ТЕКСТ ДЛЯ ЧТЕНИЯ:
---

Неудивительно, что для изучения нормальной психологии возникло особое направление во главе со Штеррингом, стремящееся сущность психических явлений выяснить из анализа психопатологических феноменов. Это имеет свой смысл, так как те же явления, преломляясь через призму болезни, становятся хотя обычно и утрированными и до известной степени искаженными, но в то же время более понятными по своей выпуклости и более ясной связи между причиной и следствием.

Сопоставление с теми или другими феноменами, относящимися к психопатологии, и вообще психиатрический анализ позволяют лучше уяснить происхождение и смысл многих явлений, имеющих большое значение в жизни. Понимание многих случаев заблуждений, предрассудков, иногда нелепых обычаев, религиозных суеверий очень облегчается, если подойти к ним с точки зрения психопатологии. То же следует сказать о многих народных сказках, мифах, легендах, богатых особой символикой, вскрытие которой возможно только с помощью психоаналитического метода Фрейда. Последний в своих работах «Психопатология повседневной жизни», «Толкование снов» и ряде других показал, как отражается на поведении человека борьба различных влияний, сознательных стремлений и инстинктивных побуждений, как он выдает свои затаенные желания в различных оговорках, ошибках памяти, в содержании сновидений. В основе этих явлений лежат те же механизмы, которые при большей интенсивности вызывающих причин дают определенно патологические феномены, например полное выпадение из памяти отдельных переживаний или целых периодов жизни (амнезии) или например бредовые идеи. Психопатологический анализ в особенности много может дать для выяснения характера социальных установок человека, его деятельности в самом общем смысле, понимая здесь и практическую, профессиональную работу, и различные виды творчества, и поступки, относящиеся к области правонарушений. Здесь нужно иметь в виду не только давно известные корреляции между душевным расстройством и преступностью, но и то, что для понимания движущих в таких случаях мотивов и самого механизма совершения криминального акта необходим психиатрический анализ с учетом особенностей данной личности в целом и взаимоотношений ее с окружающей средой. Всякий криминальный поступок человека заставляет искать или какие-то стойкие особенности в психической личности и ее социальных установках или внезапно наступающие, под влиянием различных моментов, сдвиги в психическом функционировании с извращением обычных форм поведения. Как в том, так и в другом случае необходим точный учет психической стороны, и очень часто сам собой возникает требующий конкретного решения вопрос о наличии душевного расстройства или таких изменений психики, которые исключают возможность применения мер судебно-исправительного характера.

---

ФРАГМЕНТЫ СТРОК:

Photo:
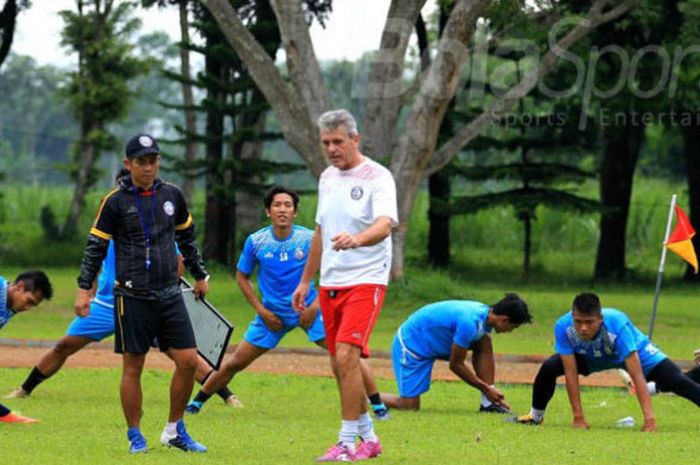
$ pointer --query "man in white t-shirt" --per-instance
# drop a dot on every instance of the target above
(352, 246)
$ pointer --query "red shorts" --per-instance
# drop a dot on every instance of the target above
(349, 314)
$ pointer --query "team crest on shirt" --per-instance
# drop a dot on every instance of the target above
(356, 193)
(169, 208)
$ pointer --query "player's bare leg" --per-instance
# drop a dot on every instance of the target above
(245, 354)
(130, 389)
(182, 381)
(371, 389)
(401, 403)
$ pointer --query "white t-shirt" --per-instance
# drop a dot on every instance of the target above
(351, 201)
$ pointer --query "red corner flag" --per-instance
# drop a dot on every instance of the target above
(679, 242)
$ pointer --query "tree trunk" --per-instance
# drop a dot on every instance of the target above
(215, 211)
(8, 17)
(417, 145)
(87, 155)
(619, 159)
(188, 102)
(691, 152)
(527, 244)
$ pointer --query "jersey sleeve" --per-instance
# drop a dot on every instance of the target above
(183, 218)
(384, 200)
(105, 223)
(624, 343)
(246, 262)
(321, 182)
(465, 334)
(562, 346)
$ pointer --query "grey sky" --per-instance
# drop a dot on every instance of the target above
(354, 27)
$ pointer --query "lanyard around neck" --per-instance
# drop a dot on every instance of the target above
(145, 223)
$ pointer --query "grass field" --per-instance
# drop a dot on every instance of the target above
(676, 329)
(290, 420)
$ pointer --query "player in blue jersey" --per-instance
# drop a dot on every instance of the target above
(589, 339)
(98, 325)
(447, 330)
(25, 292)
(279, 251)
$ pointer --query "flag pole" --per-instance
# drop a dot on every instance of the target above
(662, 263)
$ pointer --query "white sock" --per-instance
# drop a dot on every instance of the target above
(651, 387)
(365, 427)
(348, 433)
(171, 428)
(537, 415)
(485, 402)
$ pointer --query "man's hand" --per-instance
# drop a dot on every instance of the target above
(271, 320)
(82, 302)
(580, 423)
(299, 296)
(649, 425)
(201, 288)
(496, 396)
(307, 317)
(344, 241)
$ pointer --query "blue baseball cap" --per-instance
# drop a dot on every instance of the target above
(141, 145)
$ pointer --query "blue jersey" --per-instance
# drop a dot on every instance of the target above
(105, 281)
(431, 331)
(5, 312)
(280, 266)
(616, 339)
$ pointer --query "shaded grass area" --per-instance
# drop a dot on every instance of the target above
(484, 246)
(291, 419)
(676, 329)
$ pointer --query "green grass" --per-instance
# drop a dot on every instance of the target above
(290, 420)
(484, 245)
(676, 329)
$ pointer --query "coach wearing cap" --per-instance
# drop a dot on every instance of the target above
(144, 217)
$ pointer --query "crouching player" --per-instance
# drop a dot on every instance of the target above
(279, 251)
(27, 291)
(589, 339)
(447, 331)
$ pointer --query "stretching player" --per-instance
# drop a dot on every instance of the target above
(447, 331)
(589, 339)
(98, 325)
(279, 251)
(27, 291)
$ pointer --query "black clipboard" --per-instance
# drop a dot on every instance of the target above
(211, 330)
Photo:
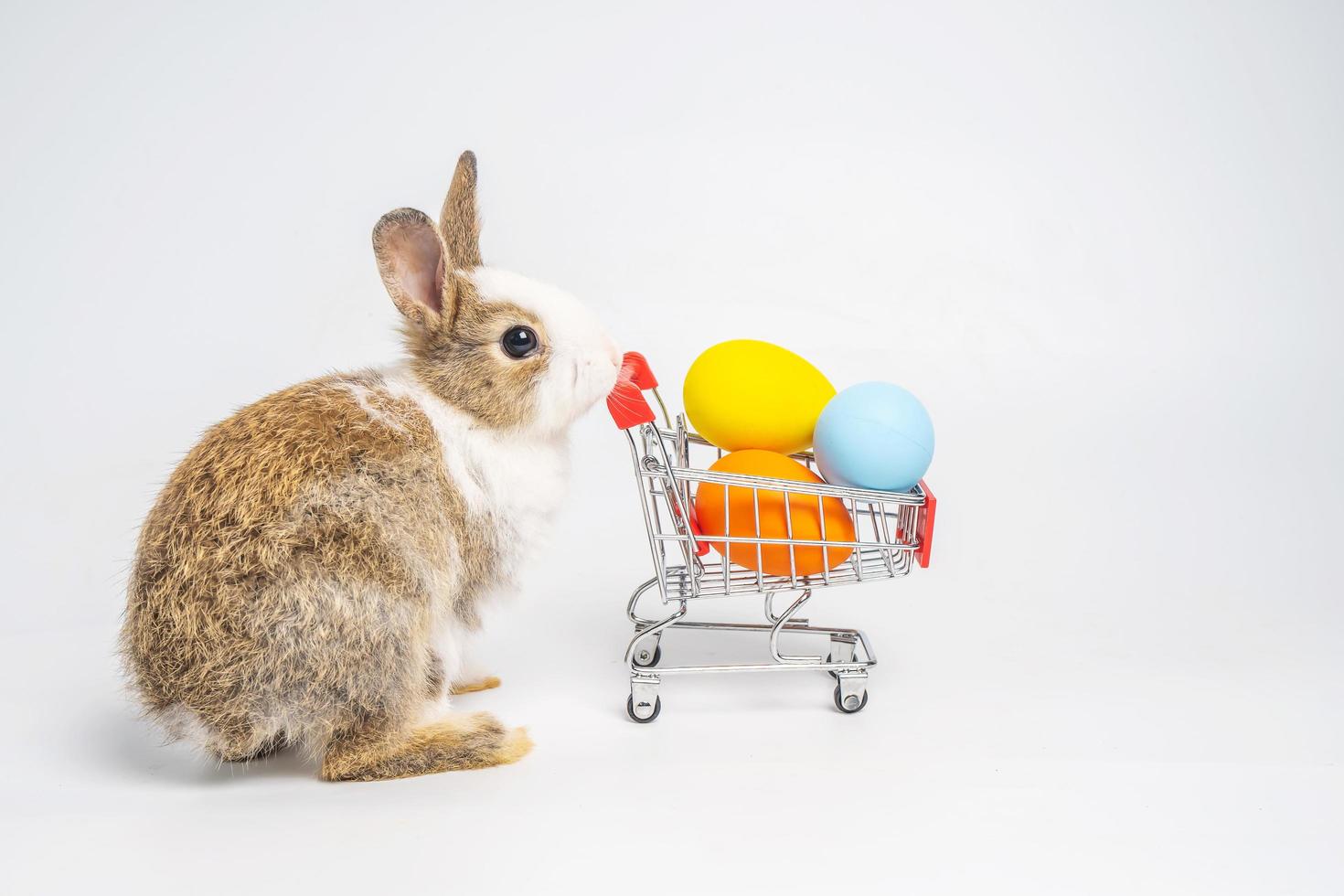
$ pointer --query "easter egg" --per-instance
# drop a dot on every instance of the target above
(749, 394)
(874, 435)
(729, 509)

---

УСЛОВИЕ ЗАДАНИЯ: Можете дословно воспроизвести отрывок текста о психопатологии от слов «Неудивительно, что для» до слов «причиной и следствием.» включительно?

РЕШЕНИЕ ЗАДАНИЯ:
Неудивительно, что для изучения нормальной психологии возникло особое направление во главе со Штеррингом, стремящееся сущность психических явлений выяснить из анализа психопатологических феноменов. Это имеет свой смысл, так как те же явления, преломляясь через призму болезни, становятся хотя обычно и утрированными и до известной степени искаженными, но в то же время более понятными по своей выпуклости и более ясной связи между причиной и следствием.